— start of DATASET ENTRIES —
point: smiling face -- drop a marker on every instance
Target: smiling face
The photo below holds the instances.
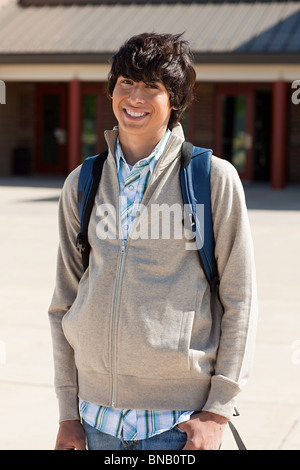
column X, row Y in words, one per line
column 142, row 109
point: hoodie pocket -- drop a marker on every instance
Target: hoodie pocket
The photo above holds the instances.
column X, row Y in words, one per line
column 157, row 345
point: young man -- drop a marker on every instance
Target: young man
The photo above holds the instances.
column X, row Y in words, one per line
column 145, row 356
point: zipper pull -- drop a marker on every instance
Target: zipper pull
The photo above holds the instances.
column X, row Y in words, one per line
column 123, row 246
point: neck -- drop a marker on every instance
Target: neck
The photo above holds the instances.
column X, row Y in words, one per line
column 135, row 149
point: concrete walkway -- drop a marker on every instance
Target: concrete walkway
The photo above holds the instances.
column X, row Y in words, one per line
column 269, row 406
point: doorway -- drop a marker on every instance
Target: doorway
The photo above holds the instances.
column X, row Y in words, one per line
column 243, row 132
column 51, row 127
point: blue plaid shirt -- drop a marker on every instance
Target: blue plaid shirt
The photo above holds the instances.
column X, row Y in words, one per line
column 132, row 424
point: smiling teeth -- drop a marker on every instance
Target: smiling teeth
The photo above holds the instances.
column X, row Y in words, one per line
column 131, row 113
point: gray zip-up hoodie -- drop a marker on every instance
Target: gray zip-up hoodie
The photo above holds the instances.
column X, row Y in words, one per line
column 139, row 329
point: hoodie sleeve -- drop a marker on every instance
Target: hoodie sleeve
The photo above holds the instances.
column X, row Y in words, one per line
column 237, row 290
column 68, row 274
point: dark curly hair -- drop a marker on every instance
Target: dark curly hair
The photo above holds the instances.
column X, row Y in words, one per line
column 151, row 57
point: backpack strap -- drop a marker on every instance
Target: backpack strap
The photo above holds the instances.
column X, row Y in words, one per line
column 195, row 186
column 88, row 183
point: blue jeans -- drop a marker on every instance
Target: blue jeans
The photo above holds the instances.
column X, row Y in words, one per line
column 174, row 439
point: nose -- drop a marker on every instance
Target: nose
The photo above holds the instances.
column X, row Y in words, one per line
column 137, row 93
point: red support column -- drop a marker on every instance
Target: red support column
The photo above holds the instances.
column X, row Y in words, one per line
column 279, row 135
column 74, row 137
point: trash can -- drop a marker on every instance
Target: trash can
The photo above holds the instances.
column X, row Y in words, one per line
column 21, row 161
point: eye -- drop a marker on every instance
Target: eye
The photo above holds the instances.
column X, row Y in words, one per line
column 125, row 81
column 153, row 85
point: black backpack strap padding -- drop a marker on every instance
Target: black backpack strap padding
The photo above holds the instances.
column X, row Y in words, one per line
column 88, row 183
column 237, row 437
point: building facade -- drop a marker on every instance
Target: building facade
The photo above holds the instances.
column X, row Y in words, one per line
column 54, row 60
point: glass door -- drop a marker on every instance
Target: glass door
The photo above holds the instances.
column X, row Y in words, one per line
column 51, row 145
column 235, row 128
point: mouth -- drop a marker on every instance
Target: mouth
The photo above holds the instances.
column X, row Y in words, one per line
column 136, row 115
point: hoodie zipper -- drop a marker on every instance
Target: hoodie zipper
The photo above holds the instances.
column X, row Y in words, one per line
column 114, row 323
column 117, row 292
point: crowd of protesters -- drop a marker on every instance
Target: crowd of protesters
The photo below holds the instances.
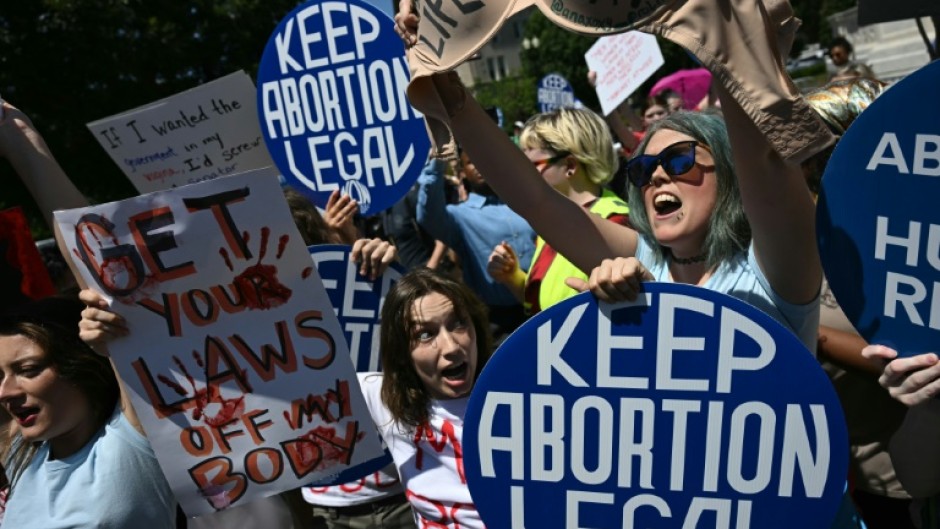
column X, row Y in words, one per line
column 512, row 226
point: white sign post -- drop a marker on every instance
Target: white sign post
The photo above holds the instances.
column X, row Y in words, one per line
column 200, row 134
column 622, row 63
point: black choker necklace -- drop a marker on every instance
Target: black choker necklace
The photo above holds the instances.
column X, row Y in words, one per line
column 688, row 260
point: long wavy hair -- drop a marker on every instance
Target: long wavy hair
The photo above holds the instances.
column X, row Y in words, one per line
column 728, row 230
column 579, row 132
column 52, row 324
column 403, row 393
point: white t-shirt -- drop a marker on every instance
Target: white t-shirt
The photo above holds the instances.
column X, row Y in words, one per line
column 430, row 460
column 376, row 486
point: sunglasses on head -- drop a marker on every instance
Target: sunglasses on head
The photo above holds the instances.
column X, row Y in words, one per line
column 676, row 159
column 544, row 162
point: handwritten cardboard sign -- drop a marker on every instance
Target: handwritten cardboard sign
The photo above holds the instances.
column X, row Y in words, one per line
column 622, row 63
column 554, row 92
column 196, row 135
column 333, row 111
column 357, row 300
column 685, row 408
column 878, row 225
column 235, row 361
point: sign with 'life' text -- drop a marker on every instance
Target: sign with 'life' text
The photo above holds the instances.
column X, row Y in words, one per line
column 878, row 224
column 235, row 362
column 332, row 105
column 357, row 300
column 196, row 135
column 685, row 408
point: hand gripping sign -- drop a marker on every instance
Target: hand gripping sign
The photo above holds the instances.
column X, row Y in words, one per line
column 878, row 224
column 357, row 301
column 235, row 363
column 332, row 105
column 686, row 408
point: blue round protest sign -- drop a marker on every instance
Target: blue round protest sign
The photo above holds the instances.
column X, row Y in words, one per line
column 878, row 224
column 683, row 407
column 555, row 92
column 332, row 105
column 357, row 300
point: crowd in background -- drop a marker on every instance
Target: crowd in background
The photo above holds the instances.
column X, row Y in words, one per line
column 571, row 202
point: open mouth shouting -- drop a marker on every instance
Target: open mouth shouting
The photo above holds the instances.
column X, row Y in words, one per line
column 25, row 415
column 666, row 204
column 456, row 373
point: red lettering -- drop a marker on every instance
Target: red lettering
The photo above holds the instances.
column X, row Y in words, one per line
column 447, row 516
column 217, row 483
column 152, row 244
column 218, row 355
column 253, row 465
column 426, row 432
column 307, row 407
column 169, row 311
column 200, row 318
column 265, row 363
column 218, row 204
column 312, row 331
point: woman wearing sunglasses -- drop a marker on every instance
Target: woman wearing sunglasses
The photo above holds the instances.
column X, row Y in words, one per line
column 712, row 204
column 572, row 151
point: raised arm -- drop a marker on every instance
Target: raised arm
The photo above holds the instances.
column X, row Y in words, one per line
column 97, row 327
column 27, row 152
column 779, row 207
column 583, row 238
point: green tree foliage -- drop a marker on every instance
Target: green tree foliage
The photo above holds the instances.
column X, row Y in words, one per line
column 815, row 27
column 563, row 52
column 69, row 62
column 515, row 95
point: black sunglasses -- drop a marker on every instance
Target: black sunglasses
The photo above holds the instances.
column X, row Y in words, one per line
column 676, row 159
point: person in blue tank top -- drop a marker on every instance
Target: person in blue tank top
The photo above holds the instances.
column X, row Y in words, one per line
column 77, row 457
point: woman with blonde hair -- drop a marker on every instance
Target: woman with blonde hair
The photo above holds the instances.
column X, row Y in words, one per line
column 573, row 152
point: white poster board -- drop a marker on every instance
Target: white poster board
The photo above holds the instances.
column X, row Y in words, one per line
column 622, row 63
column 200, row 134
column 235, row 362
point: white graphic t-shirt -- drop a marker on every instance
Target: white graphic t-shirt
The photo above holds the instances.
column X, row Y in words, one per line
column 429, row 460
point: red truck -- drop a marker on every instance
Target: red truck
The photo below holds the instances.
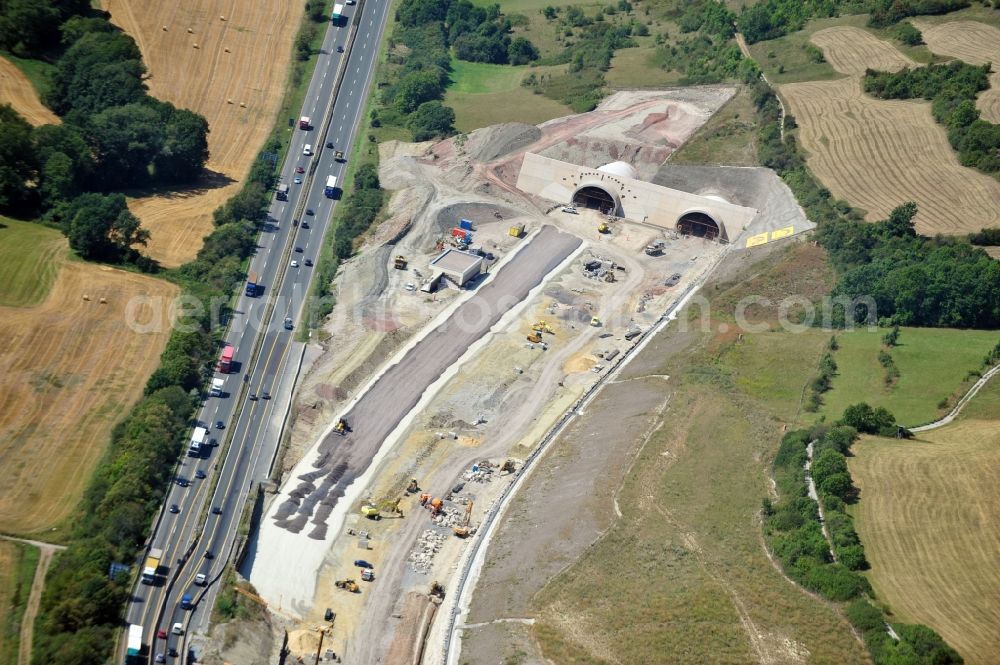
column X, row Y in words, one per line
column 226, row 359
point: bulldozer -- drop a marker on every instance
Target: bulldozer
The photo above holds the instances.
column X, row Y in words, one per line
column 463, row 530
column 347, row 585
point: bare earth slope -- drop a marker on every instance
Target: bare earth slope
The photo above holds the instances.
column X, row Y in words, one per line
column 16, row 90
column 877, row 154
column 235, row 78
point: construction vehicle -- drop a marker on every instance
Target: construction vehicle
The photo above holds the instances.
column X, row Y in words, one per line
column 463, row 531
column 347, row 585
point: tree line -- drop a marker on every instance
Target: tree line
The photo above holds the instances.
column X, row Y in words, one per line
column 771, row 19
column 952, row 87
column 113, row 136
column 794, row 533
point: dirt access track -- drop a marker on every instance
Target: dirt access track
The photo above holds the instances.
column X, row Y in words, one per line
column 71, row 368
column 16, row 90
column 228, row 60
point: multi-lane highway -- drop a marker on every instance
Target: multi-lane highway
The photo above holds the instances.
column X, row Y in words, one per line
column 198, row 539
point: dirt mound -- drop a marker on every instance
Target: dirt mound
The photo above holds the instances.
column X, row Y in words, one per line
column 489, row 143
— end of DATASET ENTRIES —
WHAT TO DO.
Copy the lines of the items above without any change, beginning at the line that contains "point: gray zip-up" and stopping after the line that contains "column 137, row 93".

COMPLETE RESPONSE.
point: gray zip-up hoodie -- drop a marker on every instance
Target: gray zip-up hoodie
The photo above holds the instances.
column X, row Y in words, one per line
column 139, row 329
point: hoodie sleeve -- drop a marker on every instance
Target: hoodie sleeve
The photo above holds the instances.
column X, row Y in words, one per line
column 237, row 290
column 68, row 274
point: dark curly hair -- drop a marker on every instance
Target: dark curly hair
The photo above holds the instances.
column X, row Y in words, one per line
column 151, row 57
point: backpack strap -- drop a marker on every instance
Target: backpack strap
The photo above holds the instances.
column X, row Y in words, one per line
column 195, row 186
column 88, row 183
point: blue jeans -- drop a marker on every instance
Target: blue jeans
The photo above holds the instances.
column X, row Y in words, one per line
column 174, row 439
point: nose -- drop a marker on every instance
Target: nose
The photo above holds the instances.
column X, row Y in words, one per line
column 137, row 93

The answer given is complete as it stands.